## begin GIVEN RECORDS

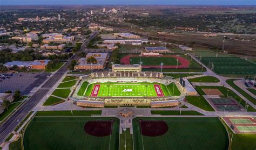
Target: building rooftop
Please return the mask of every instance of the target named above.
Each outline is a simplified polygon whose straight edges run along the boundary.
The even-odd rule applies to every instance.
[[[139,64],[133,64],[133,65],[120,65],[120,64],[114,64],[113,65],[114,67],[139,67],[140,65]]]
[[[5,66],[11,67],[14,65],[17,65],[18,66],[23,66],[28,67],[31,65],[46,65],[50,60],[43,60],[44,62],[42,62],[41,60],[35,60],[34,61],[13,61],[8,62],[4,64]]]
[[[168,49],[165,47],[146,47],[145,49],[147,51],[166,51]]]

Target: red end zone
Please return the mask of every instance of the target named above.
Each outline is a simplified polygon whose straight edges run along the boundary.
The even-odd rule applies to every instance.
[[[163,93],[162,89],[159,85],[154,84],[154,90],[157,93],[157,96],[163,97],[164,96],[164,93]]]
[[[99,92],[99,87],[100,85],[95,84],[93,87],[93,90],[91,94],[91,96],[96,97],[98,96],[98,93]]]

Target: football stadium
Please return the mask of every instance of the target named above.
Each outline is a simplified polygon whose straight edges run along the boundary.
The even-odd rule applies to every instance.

## end GIVEN RECORDS

◆ **WHAT YOU NEED TO DO**: Copy out all of the lines above word for word. Leave out the pictures.

◆ **SOLUTION**:
Target: building rooftop
Please return the mask of every instance of the target named above.
Each outline is a simplified polygon whose straight edges run along the boundary.
The even-odd rule applies to every instance.
[[[139,64],[133,64],[133,65],[120,65],[120,64],[114,64],[113,65],[114,67],[139,67],[140,65]]]
[[[5,66],[11,67],[14,65],[17,65],[18,66],[23,66],[28,67],[31,65],[46,65],[50,60],[43,60],[44,62],[42,62],[41,60],[35,60],[34,61],[13,61],[8,62],[4,64]]]
[[[168,49],[165,47],[146,47],[145,49],[147,51],[166,51]]]

Target: red end zone
Please return the mask of every instance of the target named above.
Each outline is a simplified polygon whose straight edges run along the boundary.
The even-odd rule applies to every instance.
[[[163,93],[162,89],[159,85],[154,84],[154,90],[157,93],[157,96],[163,97],[164,96],[164,93]]]
[[[99,92],[99,87],[100,85],[95,84],[93,87],[93,90],[91,94],[91,96],[96,97],[98,96],[98,93]]]

Target: football stadium
Please return the mask of every instance of the target named above.
Each outline is a simplified polygon whose straight edges run along the boundary.
The even-odd rule applies to every instance.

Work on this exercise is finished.